Exercise inputs »
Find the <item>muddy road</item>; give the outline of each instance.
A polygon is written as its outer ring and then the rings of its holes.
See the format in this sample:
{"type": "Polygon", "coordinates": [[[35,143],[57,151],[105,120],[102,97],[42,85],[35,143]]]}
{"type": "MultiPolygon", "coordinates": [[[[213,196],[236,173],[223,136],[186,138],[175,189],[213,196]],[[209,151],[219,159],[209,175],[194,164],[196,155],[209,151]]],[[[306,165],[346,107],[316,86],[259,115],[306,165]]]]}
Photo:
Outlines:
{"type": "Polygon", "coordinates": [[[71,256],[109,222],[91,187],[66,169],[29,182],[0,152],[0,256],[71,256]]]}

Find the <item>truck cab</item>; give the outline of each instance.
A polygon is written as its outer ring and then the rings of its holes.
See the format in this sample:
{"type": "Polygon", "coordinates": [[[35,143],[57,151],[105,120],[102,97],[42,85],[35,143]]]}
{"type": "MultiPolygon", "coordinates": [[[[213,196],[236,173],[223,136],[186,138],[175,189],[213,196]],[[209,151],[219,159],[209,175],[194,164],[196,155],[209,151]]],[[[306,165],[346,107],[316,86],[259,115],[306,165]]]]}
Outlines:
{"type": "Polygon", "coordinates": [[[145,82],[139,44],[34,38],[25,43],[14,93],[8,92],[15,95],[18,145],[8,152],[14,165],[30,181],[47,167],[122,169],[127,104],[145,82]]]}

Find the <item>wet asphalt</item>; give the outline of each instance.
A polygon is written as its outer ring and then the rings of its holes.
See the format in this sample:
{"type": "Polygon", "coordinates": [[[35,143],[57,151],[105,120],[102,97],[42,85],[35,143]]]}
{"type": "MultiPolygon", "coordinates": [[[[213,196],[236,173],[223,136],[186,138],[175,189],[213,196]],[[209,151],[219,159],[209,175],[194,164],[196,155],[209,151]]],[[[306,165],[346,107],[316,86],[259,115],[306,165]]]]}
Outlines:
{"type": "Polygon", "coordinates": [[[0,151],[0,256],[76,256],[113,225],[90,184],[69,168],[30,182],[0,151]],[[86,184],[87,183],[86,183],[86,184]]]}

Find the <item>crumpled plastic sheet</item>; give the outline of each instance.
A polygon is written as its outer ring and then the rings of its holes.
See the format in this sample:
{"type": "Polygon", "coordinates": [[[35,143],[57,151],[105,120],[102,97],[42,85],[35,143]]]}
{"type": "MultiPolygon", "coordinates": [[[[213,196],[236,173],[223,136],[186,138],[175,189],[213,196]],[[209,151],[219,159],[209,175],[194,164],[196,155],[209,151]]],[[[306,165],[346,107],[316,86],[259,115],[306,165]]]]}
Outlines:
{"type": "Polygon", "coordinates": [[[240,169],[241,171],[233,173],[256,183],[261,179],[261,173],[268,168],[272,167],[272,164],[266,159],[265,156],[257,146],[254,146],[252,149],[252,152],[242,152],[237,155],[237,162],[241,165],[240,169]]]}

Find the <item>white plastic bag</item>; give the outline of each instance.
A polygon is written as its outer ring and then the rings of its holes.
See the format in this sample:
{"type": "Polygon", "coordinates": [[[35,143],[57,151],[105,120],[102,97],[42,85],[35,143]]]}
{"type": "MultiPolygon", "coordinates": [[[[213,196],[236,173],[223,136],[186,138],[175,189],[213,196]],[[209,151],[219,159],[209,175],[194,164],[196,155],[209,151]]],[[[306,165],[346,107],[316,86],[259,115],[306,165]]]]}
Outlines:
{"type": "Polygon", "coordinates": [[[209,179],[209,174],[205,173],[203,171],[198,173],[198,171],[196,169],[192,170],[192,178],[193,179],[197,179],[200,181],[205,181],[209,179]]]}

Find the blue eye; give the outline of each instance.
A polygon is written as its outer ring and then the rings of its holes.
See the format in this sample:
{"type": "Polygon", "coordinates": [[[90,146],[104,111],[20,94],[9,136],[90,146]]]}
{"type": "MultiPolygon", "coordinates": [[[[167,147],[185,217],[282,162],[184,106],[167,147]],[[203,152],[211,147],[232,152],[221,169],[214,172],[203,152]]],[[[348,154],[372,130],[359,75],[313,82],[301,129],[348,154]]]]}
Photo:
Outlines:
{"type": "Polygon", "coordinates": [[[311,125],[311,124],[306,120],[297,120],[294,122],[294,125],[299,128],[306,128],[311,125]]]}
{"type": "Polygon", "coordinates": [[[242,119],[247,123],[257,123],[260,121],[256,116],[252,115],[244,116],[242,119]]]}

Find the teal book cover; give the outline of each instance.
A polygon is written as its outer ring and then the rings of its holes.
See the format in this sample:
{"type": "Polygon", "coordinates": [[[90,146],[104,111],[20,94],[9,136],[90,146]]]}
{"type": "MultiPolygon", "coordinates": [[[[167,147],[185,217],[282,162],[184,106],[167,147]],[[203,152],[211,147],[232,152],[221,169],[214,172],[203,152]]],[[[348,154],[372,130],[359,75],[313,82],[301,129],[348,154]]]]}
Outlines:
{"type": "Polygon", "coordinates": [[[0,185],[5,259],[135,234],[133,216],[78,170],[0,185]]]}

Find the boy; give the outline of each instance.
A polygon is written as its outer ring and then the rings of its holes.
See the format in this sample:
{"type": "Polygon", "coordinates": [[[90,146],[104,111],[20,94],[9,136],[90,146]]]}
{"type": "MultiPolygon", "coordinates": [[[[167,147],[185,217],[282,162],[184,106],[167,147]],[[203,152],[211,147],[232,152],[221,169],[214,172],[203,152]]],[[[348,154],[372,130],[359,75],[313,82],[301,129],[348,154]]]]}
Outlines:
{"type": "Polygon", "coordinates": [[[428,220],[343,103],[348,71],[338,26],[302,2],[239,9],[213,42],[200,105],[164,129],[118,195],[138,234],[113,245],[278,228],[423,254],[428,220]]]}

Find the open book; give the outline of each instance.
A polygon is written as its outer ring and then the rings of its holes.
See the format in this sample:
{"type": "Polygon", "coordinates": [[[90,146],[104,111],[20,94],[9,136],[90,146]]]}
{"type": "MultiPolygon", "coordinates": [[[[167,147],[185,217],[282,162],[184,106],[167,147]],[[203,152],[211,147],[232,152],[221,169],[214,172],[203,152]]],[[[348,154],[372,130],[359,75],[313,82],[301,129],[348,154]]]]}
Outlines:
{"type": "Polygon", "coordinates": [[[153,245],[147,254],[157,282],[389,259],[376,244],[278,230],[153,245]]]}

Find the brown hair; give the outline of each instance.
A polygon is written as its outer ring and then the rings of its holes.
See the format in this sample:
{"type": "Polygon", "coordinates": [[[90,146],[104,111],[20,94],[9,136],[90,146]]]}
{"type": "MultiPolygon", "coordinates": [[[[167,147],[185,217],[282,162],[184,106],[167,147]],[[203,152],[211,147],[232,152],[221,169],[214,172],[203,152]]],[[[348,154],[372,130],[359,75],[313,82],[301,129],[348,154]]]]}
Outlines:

Required work » Copy out exactly the lines between the line with "Find the brown" and the last line of the entries, counting both of those lines.

Final answer »
Find the brown hair; give the outline of each instance.
A polygon is written as its outer ring and then the rings of its holes.
See the format in this sample:
{"type": "Polygon", "coordinates": [[[90,146],[104,111],[20,94],[9,136],[90,146]]]}
{"type": "MultiPolygon", "coordinates": [[[[167,147],[185,217],[282,162],[184,106],[167,147]],[[203,152],[211,147],[232,152],[221,169],[214,172],[203,152]]],[[[348,154],[372,130],[359,75],[313,82],[301,129],[348,154]]]]}
Outlines:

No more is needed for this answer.